Reproduce the records below exactly as given.

Extracted records:
═══
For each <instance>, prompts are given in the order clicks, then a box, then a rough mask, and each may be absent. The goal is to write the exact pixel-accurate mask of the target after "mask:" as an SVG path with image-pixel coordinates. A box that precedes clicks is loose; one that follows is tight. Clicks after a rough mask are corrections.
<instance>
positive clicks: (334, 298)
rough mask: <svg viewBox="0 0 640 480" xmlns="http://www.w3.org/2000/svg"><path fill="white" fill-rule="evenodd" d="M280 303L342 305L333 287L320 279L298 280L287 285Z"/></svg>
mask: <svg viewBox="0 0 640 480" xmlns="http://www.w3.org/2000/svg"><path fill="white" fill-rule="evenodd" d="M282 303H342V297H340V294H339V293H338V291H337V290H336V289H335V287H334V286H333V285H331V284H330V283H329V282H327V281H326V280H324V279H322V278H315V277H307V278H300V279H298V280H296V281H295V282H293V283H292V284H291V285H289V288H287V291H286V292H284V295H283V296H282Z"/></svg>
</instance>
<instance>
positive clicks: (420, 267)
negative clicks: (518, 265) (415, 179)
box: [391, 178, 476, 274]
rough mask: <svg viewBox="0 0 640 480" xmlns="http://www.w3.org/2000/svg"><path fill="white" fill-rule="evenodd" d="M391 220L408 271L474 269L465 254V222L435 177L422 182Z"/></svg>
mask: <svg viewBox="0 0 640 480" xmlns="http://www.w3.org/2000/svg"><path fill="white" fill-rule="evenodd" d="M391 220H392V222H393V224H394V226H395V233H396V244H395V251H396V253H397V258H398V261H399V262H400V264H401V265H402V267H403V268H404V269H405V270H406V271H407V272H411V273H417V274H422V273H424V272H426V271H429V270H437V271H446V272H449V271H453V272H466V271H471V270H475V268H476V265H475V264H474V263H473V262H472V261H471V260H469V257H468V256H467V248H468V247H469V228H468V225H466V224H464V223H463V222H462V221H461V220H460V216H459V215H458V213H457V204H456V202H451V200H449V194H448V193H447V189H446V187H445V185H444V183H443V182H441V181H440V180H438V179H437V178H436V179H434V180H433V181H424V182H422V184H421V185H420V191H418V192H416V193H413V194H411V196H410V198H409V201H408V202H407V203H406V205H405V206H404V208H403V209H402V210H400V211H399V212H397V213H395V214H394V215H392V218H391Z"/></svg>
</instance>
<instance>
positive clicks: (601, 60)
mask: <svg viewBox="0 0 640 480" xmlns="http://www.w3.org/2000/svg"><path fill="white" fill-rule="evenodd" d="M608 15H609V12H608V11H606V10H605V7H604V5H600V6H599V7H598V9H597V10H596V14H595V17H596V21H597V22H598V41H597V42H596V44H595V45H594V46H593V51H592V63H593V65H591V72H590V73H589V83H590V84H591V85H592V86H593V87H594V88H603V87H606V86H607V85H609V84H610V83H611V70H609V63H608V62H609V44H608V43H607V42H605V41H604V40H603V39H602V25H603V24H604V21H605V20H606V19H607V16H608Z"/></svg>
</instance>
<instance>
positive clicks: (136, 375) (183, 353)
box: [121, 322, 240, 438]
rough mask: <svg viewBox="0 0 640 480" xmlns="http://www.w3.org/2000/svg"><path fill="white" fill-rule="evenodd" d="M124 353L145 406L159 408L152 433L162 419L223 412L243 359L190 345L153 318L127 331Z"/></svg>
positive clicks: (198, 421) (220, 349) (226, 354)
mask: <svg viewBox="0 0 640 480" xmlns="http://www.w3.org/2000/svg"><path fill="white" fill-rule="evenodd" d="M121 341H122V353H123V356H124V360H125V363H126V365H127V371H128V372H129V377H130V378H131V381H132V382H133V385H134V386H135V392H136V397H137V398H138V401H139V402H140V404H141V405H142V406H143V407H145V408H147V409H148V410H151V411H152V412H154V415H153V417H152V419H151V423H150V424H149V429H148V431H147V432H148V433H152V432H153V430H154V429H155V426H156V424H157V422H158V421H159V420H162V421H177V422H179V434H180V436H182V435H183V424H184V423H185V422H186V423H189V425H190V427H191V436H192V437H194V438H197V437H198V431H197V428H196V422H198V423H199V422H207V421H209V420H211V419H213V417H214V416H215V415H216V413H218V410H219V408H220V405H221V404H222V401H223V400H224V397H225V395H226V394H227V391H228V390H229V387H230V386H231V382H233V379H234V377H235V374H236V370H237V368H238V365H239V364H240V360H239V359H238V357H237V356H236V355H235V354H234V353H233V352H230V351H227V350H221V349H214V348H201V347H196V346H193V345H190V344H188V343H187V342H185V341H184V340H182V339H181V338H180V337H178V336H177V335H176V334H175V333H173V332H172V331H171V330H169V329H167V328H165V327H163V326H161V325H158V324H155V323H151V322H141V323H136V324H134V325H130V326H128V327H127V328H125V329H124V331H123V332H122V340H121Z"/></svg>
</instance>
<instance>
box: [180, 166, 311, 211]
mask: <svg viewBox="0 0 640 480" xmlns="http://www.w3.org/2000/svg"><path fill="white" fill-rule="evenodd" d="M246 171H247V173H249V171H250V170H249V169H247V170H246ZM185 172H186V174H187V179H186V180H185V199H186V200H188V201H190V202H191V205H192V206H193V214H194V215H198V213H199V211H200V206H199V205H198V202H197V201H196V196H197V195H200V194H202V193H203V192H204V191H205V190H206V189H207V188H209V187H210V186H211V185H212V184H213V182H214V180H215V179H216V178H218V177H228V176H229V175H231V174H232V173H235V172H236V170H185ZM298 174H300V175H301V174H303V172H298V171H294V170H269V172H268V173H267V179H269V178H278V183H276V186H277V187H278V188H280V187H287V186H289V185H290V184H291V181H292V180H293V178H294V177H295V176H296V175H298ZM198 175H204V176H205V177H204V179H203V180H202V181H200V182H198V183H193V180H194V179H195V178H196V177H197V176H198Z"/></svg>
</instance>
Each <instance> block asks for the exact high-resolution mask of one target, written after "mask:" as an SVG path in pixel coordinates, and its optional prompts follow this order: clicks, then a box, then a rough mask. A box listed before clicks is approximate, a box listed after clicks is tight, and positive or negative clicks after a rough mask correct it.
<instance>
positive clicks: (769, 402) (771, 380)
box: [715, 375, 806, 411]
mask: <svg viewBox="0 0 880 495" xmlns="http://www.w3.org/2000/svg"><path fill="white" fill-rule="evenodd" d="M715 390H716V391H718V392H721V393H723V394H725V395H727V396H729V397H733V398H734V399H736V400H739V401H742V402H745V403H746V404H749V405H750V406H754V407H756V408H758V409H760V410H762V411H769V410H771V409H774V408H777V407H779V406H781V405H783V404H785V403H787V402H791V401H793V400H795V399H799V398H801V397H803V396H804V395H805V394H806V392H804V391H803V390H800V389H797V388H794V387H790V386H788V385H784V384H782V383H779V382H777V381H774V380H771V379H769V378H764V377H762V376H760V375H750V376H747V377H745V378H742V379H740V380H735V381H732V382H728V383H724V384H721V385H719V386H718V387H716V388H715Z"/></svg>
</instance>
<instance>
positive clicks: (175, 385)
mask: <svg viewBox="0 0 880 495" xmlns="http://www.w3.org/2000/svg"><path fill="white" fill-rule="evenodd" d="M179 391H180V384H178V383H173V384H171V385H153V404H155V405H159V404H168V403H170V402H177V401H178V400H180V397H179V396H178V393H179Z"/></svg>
═══
(Answer section):
For each <instance>, prompts are given in the order clicks, then a box, then a rough mask, and each may be absent. The goal is to write the exact pixel-accurate mask of the target after "mask:" as an SVG path with image-pixel coordinates. A box that precedes clicks is loose; one that follows is tight. Clicks after a rough mask are corrections.
<instance>
positive clicks: (334, 298)
rough mask: <svg viewBox="0 0 640 480" xmlns="http://www.w3.org/2000/svg"><path fill="white" fill-rule="evenodd" d="M280 303L342 305L333 287L320 279L298 280L287 285Z"/></svg>
mask: <svg viewBox="0 0 640 480" xmlns="http://www.w3.org/2000/svg"><path fill="white" fill-rule="evenodd" d="M282 303H342V297H340V294H339V293H338V291H337V290H336V289H335V287H334V286H333V285H331V284H330V283H329V282H327V281H326V280H324V279H322V278H315V277H307V278H300V279H298V280H296V281H295V282H293V283H292V284H291V285H289V288H287V291H286V292H284V295H283V296H282Z"/></svg>
</instance>
<instance>
positive clicks: (420, 267)
negative clicks: (518, 265) (415, 179)
box: [391, 178, 476, 274]
rough mask: <svg viewBox="0 0 640 480" xmlns="http://www.w3.org/2000/svg"><path fill="white" fill-rule="evenodd" d="M391 220L408 271L474 269L465 254V222L435 177L422 182Z"/></svg>
mask: <svg viewBox="0 0 640 480" xmlns="http://www.w3.org/2000/svg"><path fill="white" fill-rule="evenodd" d="M391 220H392V222H393V224H394V226H395V233H396V244H395V251H396V253H397V258H398V261H399V262H400V264H401V265H402V267H403V268H404V269H405V270H406V271H407V272H411V273H417V274H422V273H424V272H426V271H429V270H437V271H446V272H449V271H453V272H466V271H471V270H475V268H476V265H475V264H474V263H473V262H472V261H471V260H469V257H468V256H467V248H468V247H469V228H468V225H466V224H464V223H463V222H462V221H461V220H460V216H459V215H458V213H457V204H456V202H451V200H449V194H448V193H447V189H446V187H445V185H444V183H443V182H441V181H440V180H438V179H437V178H436V179H434V180H433V181H424V182H422V184H421V185H420V191H418V192H416V193H413V194H411V196H410V198H409V201H408V202H407V203H406V205H405V206H404V208H403V209H402V210H400V211H399V212H397V213H395V214H394V215H392V218H391Z"/></svg>
</instance>
<instance>
positive clicks: (601, 60)
mask: <svg viewBox="0 0 640 480" xmlns="http://www.w3.org/2000/svg"><path fill="white" fill-rule="evenodd" d="M608 15H609V12H608V11H606V10H605V7H604V5H600V6H599V7H598V9H597V10H596V14H595V17H596V21H597V22H598V41H597V42H596V44H595V45H594V46H593V51H592V63H593V65H591V72H590V73H589V83H590V84H591V85H592V86H593V87H594V88H603V87H606V86H607V85H609V84H610V83H611V70H609V63H608V62H609V44H608V43H607V42H605V41H604V40H603V39H602V25H603V24H604V21H605V20H606V19H607V16H608Z"/></svg>
</instance>
<instance>
positive clicks: (136, 375) (183, 353)
box: [121, 322, 240, 438]
rough mask: <svg viewBox="0 0 640 480" xmlns="http://www.w3.org/2000/svg"><path fill="white" fill-rule="evenodd" d="M124 353L145 406L159 408L152 433L162 419L223 412L243 359L190 345L153 318L127 331Z"/></svg>
positive clicks: (198, 421) (220, 349) (226, 354)
mask: <svg viewBox="0 0 640 480" xmlns="http://www.w3.org/2000/svg"><path fill="white" fill-rule="evenodd" d="M121 341H122V353H123V356H124V360H125V363H126V365H127V371H128V372H129V377H130V378H131V381H132V382H133V385H134V386H135V392H136V397H137V398H138V401H139V402H140V404H141V405H142V406H143V407H145V408H147V409H148V410H151V411H152V412H154V415H153V417H152V419H151V423H150V424H149V429H148V431H147V432H148V433H152V432H153V430H154V429H155V426H156V424H157V422H158V421H159V420H162V421H177V422H179V434H180V436H182V435H183V424H184V423H185V422H186V423H189V425H190V427H191V436H192V437H194V438H197V437H198V431H197V428H196V422H198V423H199V422H207V421H209V420H211V419H213V417H214V416H215V415H216V413H218V410H219V408H220V405H221V404H222V401H223V400H224V397H225V395H226V394H227V391H228V390H229V387H230V386H231V382H233V379H234V377H235V374H236V370H237V368H238V365H239V364H240V360H239V359H238V357H237V356H236V355H235V354H234V353H233V352H230V351H227V350H221V349H214V348H201V347H196V346H193V345H190V344H188V343H187V342H185V341H184V340H182V339H181V338H180V337H178V336H177V335H176V334H175V333H173V332H172V331H171V330H169V329H167V328H165V327H163V326H161V325H158V324H155V323H151V322H141V323H136V324H134V325H130V326H128V327H127V328H125V329H124V331H123V332H122V340H121Z"/></svg>
</instance>
<instance>
box: [180, 166, 311, 211]
mask: <svg viewBox="0 0 640 480" xmlns="http://www.w3.org/2000/svg"><path fill="white" fill-rule="evenodd" d="M246 171H247V173H249V171H250V170H249V169H247V170H246ZM185 172H186V174H187V179H186V180H185V199H186V200H188V201H190V202H191V205H192V206H193V214H194V215H198V213H199V211H200V206H199V205H198V202H197V201H196V196H197V195H200V194H202V193H203V192H204V191H205V190H206V189H207V188H209V187H210V186H211V185H212V184H213V182H214V180H215V179H216V178H218V177H228V176H229V175H231V174H232V173H235V172H236V170H185ZM298 174H300V175H301V174H303V172H298V171H294V170H269V172H268V173H267V179H269V178H278V183H276V186H277V187H278V188H280V187H287V186H289V185H290V184H291V181H292V180H293V178H294V177H295V176H296V175H298ZM198 175H204V176H205V177H204V179H203V180H202V181H200V182H198V183H193V180H194V179H195V178H196V177H197V176H198Z"/></svg>
</instance>
Each <instance> block asks for the exact high-resolution mask of one target, written after "mask:" as an SVG path in pixel coordinates, and its optional prompts follow this order: clicks, then a box, then a rough mask. A box listed before clicks is approximate, a box listed after clicks is tight, and positive or negative clicks after a rough mask correct it.
<instance>
positive clicks: (769, 402) (771, 380)
box: [715, 375, 806, 411]
mask: <svg viewBox="0 0 880 495" xmlns="http://www.w3.org/2000/svg"><path fill="white" fill-rule="evenodd" d="M715 390H716V391H718V392H721V393H723V394H725V395H727V396H729V397H733V398H734V399H736V400H739V401H742V402H745V403H746V404H749V405H750V406H754V407H756V408H758V409H760V410H762V411H769V410H771V409H774V408H777V407H779V406H781V405H783V404H785V403H787V402H791V401H793V400H795V399H799V398H801V397H803V396H804V395H805V394H806V392H804V391H803V390H800V389H797V388H794V387H790V386H788V385H784V384H782V383H779V382H777V381H774V380H771V379H769V378H764V377H762V376H760V375H750V376H747V377H745V378H742V379H740V380H735V381H732V382H728V383H724V384H721V385H719V386H718V387H716V388H715Z"/></svg>
</instance>
<instance>
positive clicks: (175, 385)
mask: <svg viewBox="0 0 880 495" xmlns="http://www.w3.org/2000/svg"><path fill="white" fill-rule="evenodd" d="M179 391H180V384H178V383H173V384H171V385H153V404H155V405H159V404H168V403H170V402H177V401H178V400H180V397H179V396H178V393H179Z"/></svg>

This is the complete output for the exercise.